> **Instructions to follow**
Collect every line of the listing below that contains the word "dark", and copy each one as it appears.

> **The input**
* Begin *

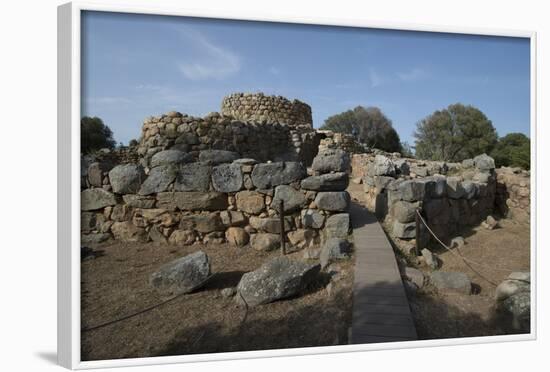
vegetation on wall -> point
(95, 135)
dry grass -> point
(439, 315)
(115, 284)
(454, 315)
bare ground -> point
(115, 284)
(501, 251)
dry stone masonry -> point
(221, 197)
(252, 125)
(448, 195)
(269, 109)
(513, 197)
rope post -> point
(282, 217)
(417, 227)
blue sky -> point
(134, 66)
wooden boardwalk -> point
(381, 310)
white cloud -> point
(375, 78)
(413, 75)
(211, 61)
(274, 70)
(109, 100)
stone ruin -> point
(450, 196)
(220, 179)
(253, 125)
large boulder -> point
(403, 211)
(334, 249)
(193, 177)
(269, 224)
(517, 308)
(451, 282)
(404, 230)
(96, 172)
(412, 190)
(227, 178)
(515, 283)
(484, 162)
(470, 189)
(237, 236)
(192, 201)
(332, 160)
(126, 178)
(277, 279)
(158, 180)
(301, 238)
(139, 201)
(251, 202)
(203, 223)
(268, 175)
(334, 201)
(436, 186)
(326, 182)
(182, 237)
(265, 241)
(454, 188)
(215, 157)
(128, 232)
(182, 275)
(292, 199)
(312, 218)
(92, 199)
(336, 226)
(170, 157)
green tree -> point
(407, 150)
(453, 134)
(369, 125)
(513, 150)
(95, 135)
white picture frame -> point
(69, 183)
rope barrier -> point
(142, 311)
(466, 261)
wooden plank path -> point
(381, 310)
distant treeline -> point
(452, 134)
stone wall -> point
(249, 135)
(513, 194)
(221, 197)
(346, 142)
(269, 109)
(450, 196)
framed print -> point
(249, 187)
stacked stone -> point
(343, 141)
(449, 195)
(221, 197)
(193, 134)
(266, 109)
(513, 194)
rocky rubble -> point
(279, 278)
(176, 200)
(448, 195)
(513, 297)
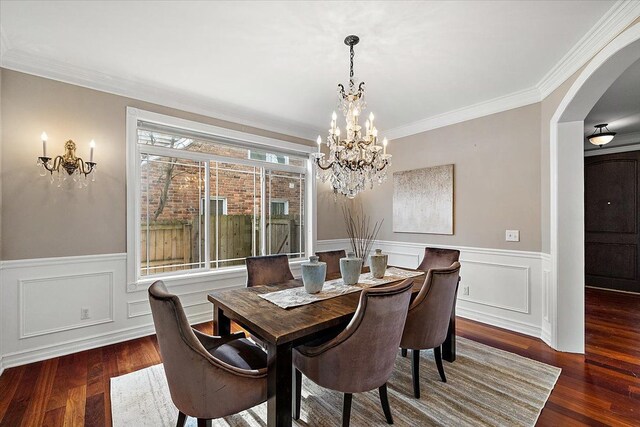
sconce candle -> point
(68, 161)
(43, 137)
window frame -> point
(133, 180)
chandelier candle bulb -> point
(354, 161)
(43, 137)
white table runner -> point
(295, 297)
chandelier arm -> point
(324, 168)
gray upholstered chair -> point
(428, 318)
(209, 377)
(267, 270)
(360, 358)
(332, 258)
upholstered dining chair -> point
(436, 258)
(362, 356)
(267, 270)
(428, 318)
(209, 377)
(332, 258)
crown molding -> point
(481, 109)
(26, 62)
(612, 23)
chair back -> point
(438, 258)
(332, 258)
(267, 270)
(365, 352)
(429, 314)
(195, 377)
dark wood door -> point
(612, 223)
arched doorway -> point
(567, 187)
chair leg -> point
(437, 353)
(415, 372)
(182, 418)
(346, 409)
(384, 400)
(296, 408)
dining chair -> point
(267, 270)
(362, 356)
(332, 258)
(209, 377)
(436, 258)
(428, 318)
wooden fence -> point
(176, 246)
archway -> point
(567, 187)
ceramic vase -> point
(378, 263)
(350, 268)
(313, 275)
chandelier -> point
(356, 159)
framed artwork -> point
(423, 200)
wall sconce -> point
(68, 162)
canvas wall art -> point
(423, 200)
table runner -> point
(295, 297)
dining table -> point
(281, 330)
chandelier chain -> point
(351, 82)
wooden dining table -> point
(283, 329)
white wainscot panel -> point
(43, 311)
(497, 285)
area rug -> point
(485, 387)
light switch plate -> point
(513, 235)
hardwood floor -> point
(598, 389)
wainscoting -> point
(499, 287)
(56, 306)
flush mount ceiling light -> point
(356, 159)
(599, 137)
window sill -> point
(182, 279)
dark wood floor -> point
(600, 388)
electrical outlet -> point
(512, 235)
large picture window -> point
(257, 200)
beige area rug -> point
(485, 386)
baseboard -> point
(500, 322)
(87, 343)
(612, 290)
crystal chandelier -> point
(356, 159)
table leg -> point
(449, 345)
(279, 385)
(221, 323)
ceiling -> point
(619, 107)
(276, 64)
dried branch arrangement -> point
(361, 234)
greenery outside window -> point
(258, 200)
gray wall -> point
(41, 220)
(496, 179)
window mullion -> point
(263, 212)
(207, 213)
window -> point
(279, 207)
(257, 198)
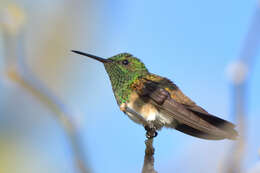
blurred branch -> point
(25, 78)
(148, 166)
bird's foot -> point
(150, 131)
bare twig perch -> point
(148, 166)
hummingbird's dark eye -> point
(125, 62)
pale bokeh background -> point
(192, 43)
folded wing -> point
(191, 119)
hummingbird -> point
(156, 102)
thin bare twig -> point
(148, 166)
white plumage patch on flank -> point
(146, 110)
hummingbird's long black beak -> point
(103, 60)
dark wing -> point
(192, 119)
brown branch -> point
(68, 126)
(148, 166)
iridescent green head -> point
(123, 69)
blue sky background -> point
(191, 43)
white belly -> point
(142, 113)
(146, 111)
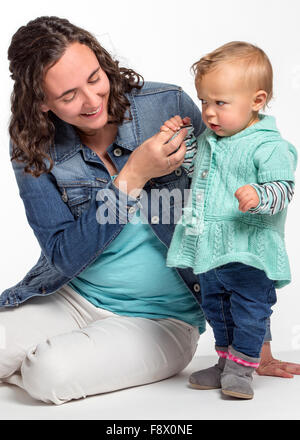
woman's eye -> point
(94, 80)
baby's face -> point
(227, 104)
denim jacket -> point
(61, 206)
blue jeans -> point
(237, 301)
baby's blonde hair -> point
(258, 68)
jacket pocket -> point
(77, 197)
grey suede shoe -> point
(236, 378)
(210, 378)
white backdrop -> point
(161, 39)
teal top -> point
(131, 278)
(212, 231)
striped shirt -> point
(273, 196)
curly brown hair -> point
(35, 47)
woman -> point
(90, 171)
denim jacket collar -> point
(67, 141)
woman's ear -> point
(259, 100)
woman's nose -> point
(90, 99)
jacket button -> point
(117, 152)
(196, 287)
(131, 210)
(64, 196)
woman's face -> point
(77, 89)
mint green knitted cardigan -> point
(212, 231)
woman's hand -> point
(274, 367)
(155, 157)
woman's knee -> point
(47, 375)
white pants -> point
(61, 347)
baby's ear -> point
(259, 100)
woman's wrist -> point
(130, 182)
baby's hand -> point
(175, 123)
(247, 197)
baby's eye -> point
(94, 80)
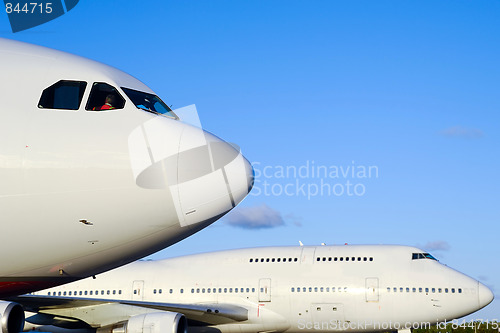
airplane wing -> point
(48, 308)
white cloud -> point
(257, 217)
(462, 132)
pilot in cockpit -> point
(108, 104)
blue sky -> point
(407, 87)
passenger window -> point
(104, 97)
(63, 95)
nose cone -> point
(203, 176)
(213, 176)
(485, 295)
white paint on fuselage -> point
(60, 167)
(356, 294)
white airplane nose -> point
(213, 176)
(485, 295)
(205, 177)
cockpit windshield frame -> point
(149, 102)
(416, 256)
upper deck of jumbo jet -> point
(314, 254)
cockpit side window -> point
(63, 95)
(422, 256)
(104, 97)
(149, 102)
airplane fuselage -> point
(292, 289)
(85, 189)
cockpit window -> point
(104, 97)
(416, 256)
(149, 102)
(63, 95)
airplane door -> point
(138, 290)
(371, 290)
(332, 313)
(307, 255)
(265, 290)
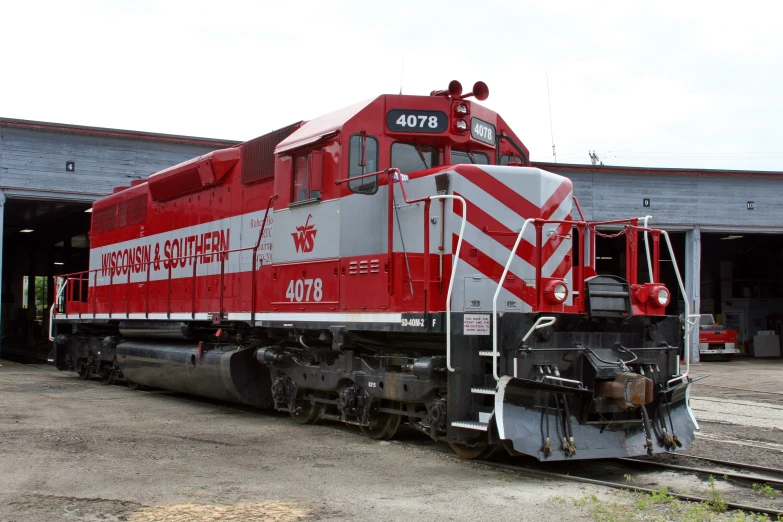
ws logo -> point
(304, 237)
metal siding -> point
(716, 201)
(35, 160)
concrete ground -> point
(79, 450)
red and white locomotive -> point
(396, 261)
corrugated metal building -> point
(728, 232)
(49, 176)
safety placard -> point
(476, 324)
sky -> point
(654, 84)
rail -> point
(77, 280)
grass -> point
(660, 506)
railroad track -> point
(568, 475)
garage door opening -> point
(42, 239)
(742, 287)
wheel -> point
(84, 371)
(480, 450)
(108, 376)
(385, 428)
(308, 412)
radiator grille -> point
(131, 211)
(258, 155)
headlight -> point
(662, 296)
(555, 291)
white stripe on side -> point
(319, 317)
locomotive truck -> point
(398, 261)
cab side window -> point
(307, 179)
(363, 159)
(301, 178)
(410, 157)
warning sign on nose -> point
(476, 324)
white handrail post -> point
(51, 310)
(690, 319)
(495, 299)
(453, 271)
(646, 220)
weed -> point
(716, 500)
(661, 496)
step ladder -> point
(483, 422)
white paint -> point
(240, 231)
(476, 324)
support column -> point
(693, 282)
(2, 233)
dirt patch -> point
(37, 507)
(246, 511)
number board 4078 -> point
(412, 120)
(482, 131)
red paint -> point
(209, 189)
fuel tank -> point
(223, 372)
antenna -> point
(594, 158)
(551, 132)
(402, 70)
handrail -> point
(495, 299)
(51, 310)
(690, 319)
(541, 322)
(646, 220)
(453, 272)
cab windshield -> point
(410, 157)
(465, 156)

* End *
* Begin *

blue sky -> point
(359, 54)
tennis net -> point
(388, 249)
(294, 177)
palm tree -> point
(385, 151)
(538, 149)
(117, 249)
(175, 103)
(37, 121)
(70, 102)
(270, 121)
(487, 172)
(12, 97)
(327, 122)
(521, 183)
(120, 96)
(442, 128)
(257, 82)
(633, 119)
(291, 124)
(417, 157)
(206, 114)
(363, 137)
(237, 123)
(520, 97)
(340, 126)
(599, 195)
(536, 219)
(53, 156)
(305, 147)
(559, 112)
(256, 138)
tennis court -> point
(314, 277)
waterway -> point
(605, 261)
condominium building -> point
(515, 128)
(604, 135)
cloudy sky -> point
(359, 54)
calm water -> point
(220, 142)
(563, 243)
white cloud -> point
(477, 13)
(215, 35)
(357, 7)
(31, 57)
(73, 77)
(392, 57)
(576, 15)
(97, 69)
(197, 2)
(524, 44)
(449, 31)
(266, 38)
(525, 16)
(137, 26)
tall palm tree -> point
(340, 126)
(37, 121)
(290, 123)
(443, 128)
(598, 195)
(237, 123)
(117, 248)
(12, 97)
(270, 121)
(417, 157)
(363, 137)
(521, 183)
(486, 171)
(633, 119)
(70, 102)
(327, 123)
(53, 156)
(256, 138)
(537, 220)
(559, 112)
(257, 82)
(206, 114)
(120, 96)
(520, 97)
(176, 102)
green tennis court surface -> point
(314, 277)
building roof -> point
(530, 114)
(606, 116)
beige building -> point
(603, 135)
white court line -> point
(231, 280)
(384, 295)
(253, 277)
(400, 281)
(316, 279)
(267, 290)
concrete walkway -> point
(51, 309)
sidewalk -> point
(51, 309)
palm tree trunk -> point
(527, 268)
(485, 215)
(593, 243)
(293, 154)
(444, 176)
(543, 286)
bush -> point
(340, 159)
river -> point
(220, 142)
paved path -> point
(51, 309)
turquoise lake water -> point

* End *
* Begin *

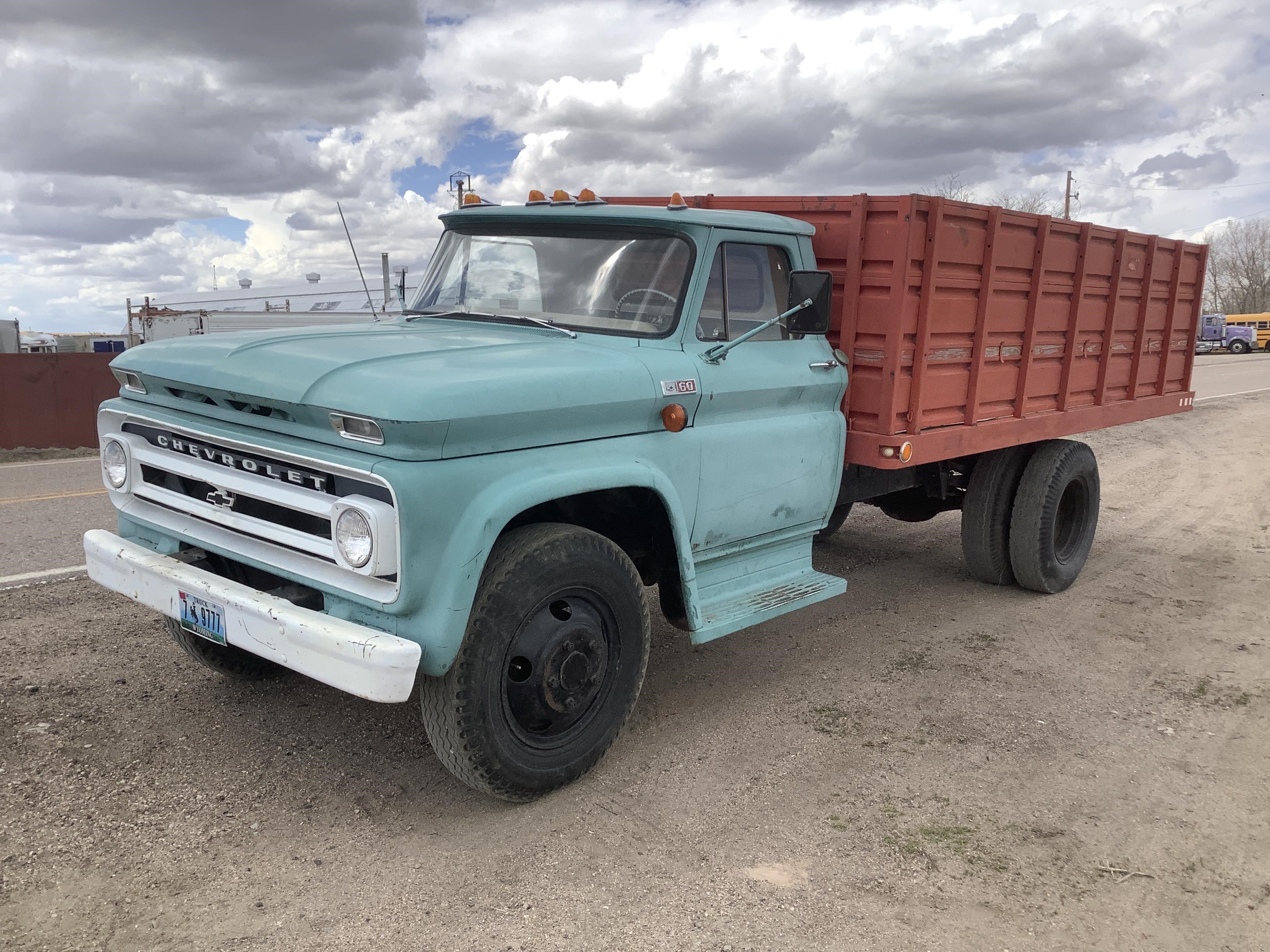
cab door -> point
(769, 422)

* End *

> **Result for this exercise**
dark wood door -> point
dark wood floor -> point
hummingbird's dark eye -> point
dark wing -> point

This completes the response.